Requirement: Reproduce each line of the material precisely.

※ ※ ※

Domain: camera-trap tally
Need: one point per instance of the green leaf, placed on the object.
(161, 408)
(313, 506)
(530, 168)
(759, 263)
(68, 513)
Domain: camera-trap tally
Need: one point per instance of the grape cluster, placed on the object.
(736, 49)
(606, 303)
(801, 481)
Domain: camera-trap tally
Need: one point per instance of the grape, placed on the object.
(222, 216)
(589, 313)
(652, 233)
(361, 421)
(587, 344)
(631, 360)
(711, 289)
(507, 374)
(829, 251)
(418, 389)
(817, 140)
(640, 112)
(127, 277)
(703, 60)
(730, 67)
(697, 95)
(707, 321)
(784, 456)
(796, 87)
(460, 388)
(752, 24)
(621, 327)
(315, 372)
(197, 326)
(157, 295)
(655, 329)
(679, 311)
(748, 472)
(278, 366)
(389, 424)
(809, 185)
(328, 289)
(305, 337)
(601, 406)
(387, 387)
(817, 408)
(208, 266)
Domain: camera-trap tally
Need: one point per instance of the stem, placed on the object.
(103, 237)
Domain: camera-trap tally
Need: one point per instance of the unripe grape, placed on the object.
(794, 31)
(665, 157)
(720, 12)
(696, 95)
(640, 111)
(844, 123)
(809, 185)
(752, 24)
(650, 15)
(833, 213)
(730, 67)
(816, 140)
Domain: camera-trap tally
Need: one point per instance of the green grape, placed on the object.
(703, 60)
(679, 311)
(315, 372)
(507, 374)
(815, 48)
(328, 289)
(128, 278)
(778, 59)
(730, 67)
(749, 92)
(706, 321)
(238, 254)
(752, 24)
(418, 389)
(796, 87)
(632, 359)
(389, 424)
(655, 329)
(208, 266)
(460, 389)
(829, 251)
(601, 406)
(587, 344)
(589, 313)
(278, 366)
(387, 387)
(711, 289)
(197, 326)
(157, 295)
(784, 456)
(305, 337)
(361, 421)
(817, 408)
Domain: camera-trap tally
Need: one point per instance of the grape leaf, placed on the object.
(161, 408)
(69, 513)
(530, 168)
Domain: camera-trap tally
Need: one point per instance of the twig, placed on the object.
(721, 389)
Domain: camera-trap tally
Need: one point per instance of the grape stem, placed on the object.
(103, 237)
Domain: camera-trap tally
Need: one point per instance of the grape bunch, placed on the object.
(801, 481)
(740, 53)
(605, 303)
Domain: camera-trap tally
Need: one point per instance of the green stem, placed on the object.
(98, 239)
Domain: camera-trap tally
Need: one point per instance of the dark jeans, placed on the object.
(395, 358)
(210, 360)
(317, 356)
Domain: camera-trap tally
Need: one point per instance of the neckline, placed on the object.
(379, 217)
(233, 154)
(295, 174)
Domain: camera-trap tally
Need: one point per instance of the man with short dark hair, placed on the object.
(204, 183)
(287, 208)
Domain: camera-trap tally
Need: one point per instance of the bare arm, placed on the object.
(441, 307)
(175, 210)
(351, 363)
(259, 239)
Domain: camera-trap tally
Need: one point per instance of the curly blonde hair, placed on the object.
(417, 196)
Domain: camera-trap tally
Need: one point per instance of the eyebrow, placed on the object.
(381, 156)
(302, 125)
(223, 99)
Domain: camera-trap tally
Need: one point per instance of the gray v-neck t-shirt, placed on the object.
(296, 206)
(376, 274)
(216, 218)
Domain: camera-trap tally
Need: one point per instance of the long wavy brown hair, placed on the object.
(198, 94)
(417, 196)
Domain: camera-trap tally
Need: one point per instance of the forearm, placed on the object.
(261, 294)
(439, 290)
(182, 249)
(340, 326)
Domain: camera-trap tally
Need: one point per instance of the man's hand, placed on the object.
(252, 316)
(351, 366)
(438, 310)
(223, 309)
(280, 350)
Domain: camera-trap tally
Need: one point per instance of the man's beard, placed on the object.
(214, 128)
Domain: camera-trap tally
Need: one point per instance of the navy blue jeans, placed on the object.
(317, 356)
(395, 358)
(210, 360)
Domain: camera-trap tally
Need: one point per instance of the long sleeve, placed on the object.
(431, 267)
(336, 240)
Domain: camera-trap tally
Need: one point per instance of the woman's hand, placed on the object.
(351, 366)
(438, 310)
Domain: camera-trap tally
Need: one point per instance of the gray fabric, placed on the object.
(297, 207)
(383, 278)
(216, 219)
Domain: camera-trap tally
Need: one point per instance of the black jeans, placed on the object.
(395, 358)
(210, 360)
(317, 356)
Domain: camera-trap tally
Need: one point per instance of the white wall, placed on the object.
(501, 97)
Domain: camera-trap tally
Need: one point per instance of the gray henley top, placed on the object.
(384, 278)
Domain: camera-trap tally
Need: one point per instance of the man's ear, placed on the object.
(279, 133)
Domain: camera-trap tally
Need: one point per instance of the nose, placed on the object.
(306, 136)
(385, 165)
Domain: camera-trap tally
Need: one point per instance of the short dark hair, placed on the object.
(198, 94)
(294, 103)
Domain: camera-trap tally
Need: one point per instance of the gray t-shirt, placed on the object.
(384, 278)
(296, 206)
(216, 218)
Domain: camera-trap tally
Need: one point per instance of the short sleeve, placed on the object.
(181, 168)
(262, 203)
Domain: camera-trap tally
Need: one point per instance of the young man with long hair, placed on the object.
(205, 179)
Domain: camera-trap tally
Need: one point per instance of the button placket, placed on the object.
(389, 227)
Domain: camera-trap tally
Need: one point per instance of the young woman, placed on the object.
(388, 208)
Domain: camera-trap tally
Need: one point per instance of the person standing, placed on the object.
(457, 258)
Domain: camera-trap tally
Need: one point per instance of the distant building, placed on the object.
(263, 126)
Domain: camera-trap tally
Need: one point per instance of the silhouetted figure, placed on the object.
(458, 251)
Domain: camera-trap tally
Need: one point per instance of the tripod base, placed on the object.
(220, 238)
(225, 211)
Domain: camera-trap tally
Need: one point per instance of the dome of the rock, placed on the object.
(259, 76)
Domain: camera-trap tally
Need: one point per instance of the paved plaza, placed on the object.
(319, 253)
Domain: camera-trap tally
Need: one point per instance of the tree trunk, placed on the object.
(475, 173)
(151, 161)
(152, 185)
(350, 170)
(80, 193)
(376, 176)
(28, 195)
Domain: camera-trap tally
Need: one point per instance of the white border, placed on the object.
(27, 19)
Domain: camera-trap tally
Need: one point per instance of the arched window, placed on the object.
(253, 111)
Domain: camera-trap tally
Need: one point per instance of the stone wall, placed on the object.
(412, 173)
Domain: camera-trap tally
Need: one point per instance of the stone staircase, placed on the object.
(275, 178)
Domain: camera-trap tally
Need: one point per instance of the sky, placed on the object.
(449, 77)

※ ※ ※

Exercise output:
Domain: camera-trap tally
Need: one point per instance of the green leaf, placed on the object.
(161, 408)
(313, 506)
(530, 168)
(759, 263)
(68, 513)
Domain: camera-trap tally
Need: one point per instance of the grape cluster, placed on the object.
(736, 49)
(606, 303)
(801, 481)
Domain: camera-trap tally
Need: one point per instance of the grape, placed on the object.
(222, 216)
(589, 313)
(652, 233)
(361, 421)
(587, 344)
(631, 360)
(711, 289)
(507, 374)
(829, 251)
(418, 389)
(817, 140)
(640, 112)
(127, 277)
(703, 60)
(730, 67)
(697, 95)
(707, 321)
(784, 456)
(796, 87)
(460, 388)
(752, 24)
(621, 327)
(315, 372)
(197, 326)
(157, 295)
(655, 329)
(679, 311)
(748, 472)
(278, 366)
(389, 424)
(809, 185)
(328, 289)
(305, 337)
(601, 406)
(387, 387)
(817, 408)
(208, 266)
Domain: camera-trap tally
Need: one point per instance of the stem, placed on the object.
(103, 237)
Domain: camera-trap tally
Need: one point per instance of the unripe grape, placed on the object.
(794, 31)
(665, 157)
(720, 12)
(696, 95)
(640, 111)
(844, 123)
(809, 185)
(752, 24)
(650, 15)
(833, 213)
(730, 67)
(816, 140)
Domain: camera-trap tally
Need: one point per instance of the green grape, placed on the object.
(703, 60)
(679, 311)
(315, 372)
(507, 374)
(815, 48)
(328, 289)
(128, 278)
(778, 59)
(730, 67)
(749, 92)
(706, 321)
(238, 254)
(752, 24)
(418, 389)
(796, 87)
(632, 359)
(389, 424)
(655, 329)
(208, 266)
(460, 389)
(829, 251)
(601, 406)
(587, 344)
(589, 313)
(278, 366)
(387, 387)
(711, 289)
(197, 326)
(157, 295)
(784, 456)
(305, 337)
(361, 421)
(817, 408)
Domain: camera-trap tally
Need: one point per instance of the grape leaf, placed on the object.
(161, 408)
(69, 513)
(530, 168)
Domain: camera-trap tally
Need: one point per instance of the twig, placed on the object.
(721, 389)
Domain: camera-trap tally
Need: one point per instance of the grape stem, placed on the object.
(103, 237)
Domain: camera-trap tally
Need: one point per instance of the grape bunch, placed on the object.
(801, 481)
(740, 53)
(605, 303)
Domain: camera-trap tally
Need: one point per instance of the green stem, placed on the object.
(98, 239)
Domain: camera-trap tally
Need: one point per instance of the dark jeans, placed on the object.
(395, 358)
(210, 360)
(317, 356)
Domain: camera-trap tally
Need: one point per instance of the neckline, placed on the object.
(379, 217)
(233, 154)
(295, 174)
Domain: camera-trap tally
Need: one point per instance of the man with short dark hair, placed on the object.
(204, 183)
(287, 208)
Domain: camera-trap tally
Need: one point per instance of the bare arm, placed on the object.
(441, 307)
(175, 210)
(351, 363)
(259, 239)
Domain: camera-trap tally
Need: one point per instance of the curly blonde hair, placed on the object.
(417, 196)
Domain: camera-trap tally
Need: one point per instance of the eyebrow, placed on the object.
(381, 156)
(302, 125)
(223, 99)
Domain: camera-trap tally
Need: one point per instance of the gray v-neck t-shirt, placed on the object.
(296, 206)
(376, 274)
(216, 218)
Domain: camera-trap tally
Need: one point per instance of the long wavy brown hair, placed on the object.
(198, 94)
(417, 196)
Domain: camera-trap tally
Need: one point per instance of the forearm, placed on the object.
(261, 294)
(439, 290)
(182, 249)
(340, 326)
Domain: camera-trap tally
Need: one point per instance of the man's hand, placed on the object.
(252, 316)
(351, 366)
(438, 310)
(223, 309)
(280, 350)
Domain: camera-trap tally
Need: one point per instance of the man's beard, placed on the object.
(214, 128)
Domain: camera-trap tally
Need: one point per instance of the navy blue jeans, placed on the object.
(317, 356)
(395, 358)
(210, 360)
Domain: camera-trap tally
Need: one point per instance of the long sleeve, placed on the object.
(431, 267)
(336, 240)
Domain: camera-trap tally
Need: one point per instance of the woman's hand, placed on the object.
(351, 366)
(438, 310)
Domain: camera-trap tally
Need: one point per instance of the gray fabric, placed on the object.
(297, 207)
(383, 278)
(216, 219)
Domain: camera-trap tally
Need: one point per instance of the black jeans, placed on the object.
(395, 358)
(210, 360)
(317, 356)
Domain: camera-trap tally
Need: one point per instance of the white wall, placed on the object.
(501, 97)
Domain: camera-trap tally
Need: one point per instance of the gray henley top, placed on the object.
(384, 278)
Domain: camera-trap tally
Need: one point per instance of the man's ear, placed on the object.
(279, 133)
Domain: camera-trap tally
Need: one point per instance of the nose, placed on the object.
(306, 136)
(385, 165)
Domain: camera-trap tally
Need: one point per instance of the short dark hair, placed on the object.
(198, 94)
(294, 103)
Domain: camera-trap tally
Need: one point per instance of the gray t-shirt, placed on the object.
(384, 278)
(296, 206)
(216, 218)
Domain: camera-trap tally
Need: one point per instance of the short sleeve, placed on the object.
(181, 168)
(262, 203)
Domain: camera-trap tally
Need: one point per instance of the young man with long hair, placed on the object.
(205, 179)
Domain: camera-trap tally
Need: one point per instance of the button placket, placed on the object.
(389, 227)
Domain: camera-trap tally
Need: one point per instance of the young woman, placed on the object.
(388, 208)
Domain: camera-trap tally
Need: one point per instance of the person standing, placed on the object.
(457, 258)
Domain: camera-trap tally
Need: one point per instance of the distant building, placed on the object.
(263, 126)
Domain: camera-trap tally
Need: one point per instance of the silhouetted figure, placed on the object.
(458, 251)
Domain: camera-trap tally
Need: one point per instance of the tripod base, placed on the object.
(220, 238)
(225, 211)
Domain: camera-trap tally
Need: one point per instance of the dome of the rock, placed on the object.
(259, 76)
Domain: camera-trap tally
Need: one point per instance of the paved plaza, placed on the object.
(319, 253)
Domain: camera-trap tally
Need: one point per instance of the tree trunk, placed on the object.
(475, 173)
(151, 161)
(152, 185)
(350, 170)
(80, 193)
(376, 176)
(28, 195)
Domain: camera-trap tally
Need: one point per instance of the white border, placed on the object.
(27, 19)
Domain: camera-trap tally
Need: one point per instance of the arched window, placed on the object.
(253, 111)
Domain: camera-trap tally
Need: one point per instance of the stone wall, placed on the object.
(412, 173)
Domain: camera-trap tally
Need: one point per instance of the stone staircase, placed on the object.
(275, 178)
Domain: camera-trap tally
Need: one point per instance of the sky, placed on the object.
(449, 77)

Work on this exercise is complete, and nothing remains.